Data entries
========================================
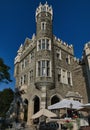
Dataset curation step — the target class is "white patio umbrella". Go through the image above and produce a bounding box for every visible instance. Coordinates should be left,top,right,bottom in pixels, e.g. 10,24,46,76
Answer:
77,103,90,112
32,109,57,119
48,99,83,110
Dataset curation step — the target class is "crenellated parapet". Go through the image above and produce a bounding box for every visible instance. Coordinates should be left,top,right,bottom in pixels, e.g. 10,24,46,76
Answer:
36,2,53,21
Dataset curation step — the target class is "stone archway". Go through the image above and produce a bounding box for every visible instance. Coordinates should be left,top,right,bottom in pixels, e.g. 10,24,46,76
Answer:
51,95,60,117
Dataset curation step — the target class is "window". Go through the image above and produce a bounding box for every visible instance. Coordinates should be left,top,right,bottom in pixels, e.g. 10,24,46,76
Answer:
24,75,26,84
41,22,46,31
62,70,67,84
66,55,70,64
38,60,50,77
37,38,51,51
58,68,61,82
67,72,72,85
67,72,71,84
21,61,24,70
20,77,23,86
30,70,33,81
56,50,61,60
30,51,34,62
20,74,26,86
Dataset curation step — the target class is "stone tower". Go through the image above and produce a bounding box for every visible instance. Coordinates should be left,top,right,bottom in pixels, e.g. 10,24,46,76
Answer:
14,3,90,125
35,3,54,108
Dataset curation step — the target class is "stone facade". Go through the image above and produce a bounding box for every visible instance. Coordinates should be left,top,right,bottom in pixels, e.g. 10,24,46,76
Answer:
14,3,90,125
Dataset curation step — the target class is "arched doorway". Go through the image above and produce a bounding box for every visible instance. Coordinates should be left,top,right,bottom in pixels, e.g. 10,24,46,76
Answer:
24,99,28,122
51,95,60,105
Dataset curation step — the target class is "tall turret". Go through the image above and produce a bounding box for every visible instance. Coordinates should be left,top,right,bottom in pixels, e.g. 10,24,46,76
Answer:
36,2,53,39
35,2,54,108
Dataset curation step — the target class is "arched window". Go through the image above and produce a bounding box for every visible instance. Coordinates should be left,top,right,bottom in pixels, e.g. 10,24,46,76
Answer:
51,95,60,105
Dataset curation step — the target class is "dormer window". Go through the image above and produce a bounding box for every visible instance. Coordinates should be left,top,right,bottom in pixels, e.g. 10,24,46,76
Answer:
41,22,46,31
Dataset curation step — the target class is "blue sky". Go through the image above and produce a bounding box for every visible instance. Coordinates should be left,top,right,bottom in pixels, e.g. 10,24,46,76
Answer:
0,0,90,90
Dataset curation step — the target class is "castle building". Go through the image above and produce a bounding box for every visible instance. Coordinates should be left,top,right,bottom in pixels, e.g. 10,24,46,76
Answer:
14,3,90,124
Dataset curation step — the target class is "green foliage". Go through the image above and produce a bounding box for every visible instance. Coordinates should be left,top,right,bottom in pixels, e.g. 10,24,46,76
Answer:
64,121,73,130
0,88,14,117
0,58,12,83
76,118,80,129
========================================
- **WORK REQUIRED**
Recast the whole listing above as a two-column CSV with the header instruction,boxes. Each row should hold one instruction's text and its answer, each in a single quoted field with line breaks replaced by spaces, and the pictures left out.

- **EXPECTED ANSWER**
instruction,boxes
"Dataset curation step — the target class is ""white patio umbrella"". Go through the image above and produce a bounding box for every visible instance. Coordinates should be left,top,right,bottom in pixels, e.g. 10,24,46,76 Answer:","77,103,90,112 32,109,57,119 48,99,83,110"
"Dataset curation step — the target class is ""crenellated parapet"". Go through the image above and produce a bounding box for every visible instance. Coordinates should be left,top,right,bottom in pixels, e.g. 10,24,46,76 Answer:","36,2,53,21"
"Dataset curation step — the target class is ""stone archway"". Go through the image above and produce a bounding box for every visible instance. Coordinates should be left,top,right,bottom in pixels, e.g. 10,24,46,76 Answer:","51,95,60,117"
"Dataset curation step — the target class is ""window"". Go through the image above and produce a bounding box for every visible instance. Coordinates should be left,top,right,bottom in pixels, e.g. 10,24,46,76 Answer:","24,75,26,84 41,22,46,31 62,70,67,84 66,55,70,64 38,60,50,77 37,38,51,51 58,68,61,82 67,72,72,85 67,72,71,84 21,61,24,70 20,77,23,86 30,70,33,81 56,50,61,60 30,51,34,62 20,74,26,86"
"Dataset curation step — the target class is ""stone tower"". Go through the image above and produce a bounding box for every visible instance. Coordinates should be left,top,right,bottom in pixels, e.g. 10,24,46,76 Answer:","14,3,90,125 35,3,54,108"
"Dataset curation step — the target class is ""stone facade"". Go through the image above and produce a bounding box for every visible instance. Coordinates should be left,top,right,bottom in pixels, e.g. 10,24,46,76 Answer:","14,3,90,125"
"Dataset curation step — the target class is ""arched doorway"". Go through the image above and produce a bounding box for every visible instance. Coordinates should be left,top,right,bottom in pixels, e.g. 10,24,46,76 Answer:","24,99,28,122 51,95,60,105"
"Dataset curation step — the target class is ""tall turret"". Go through the image above and produce a bounding box for every visible instance. Coordinates should be left,top,right,bottom in pixels, e.g. 10,24,46,76 Answer:","36,2,53,39 35,2,54,108"
"Dataset curation step — the target class is ""arched window"". Go through the image above and produce a bounding box for every visible instance. Coordinates should be left,top,right,bottom in pixels, e.g. 10,24,46,76 Answer:","51,95,60,105"
"Dataset curation step — the target class is ""dormer window"". Go through the image above and produce a bounding box for every visible instance. Coordinates should be left,top,right,bottom in pixels, e.g. 10,24,46,76 Answer:","41,22,46,31"
"Dataset curation step — the target class is ""blue sky"". Go through the image above and produce a bounding box for every visible instance. Coordinates should be left,top,right,bottom in pixels, e.g. 10,24,46,76 Answer:","0,0,90,90"
"Dataset curation step — the target class is ""castle building"". Go through the image above and produce a bounding box for every visible instance. Coordinates should be left,top,right,bottom in pixels, e.g. 10,24,46,76 Answer:","14,3,90,124"
"Dataset curation step — the target class is ""green foliage"". Go through the image above and produce a bounding box for every visible instance. Coordinates should be left,top,right,bottom in pixels, e.g. 10,24,46,76 Answer:","64,121,73,130 0,88,14,117 0,58,12,83 76,118,80,129"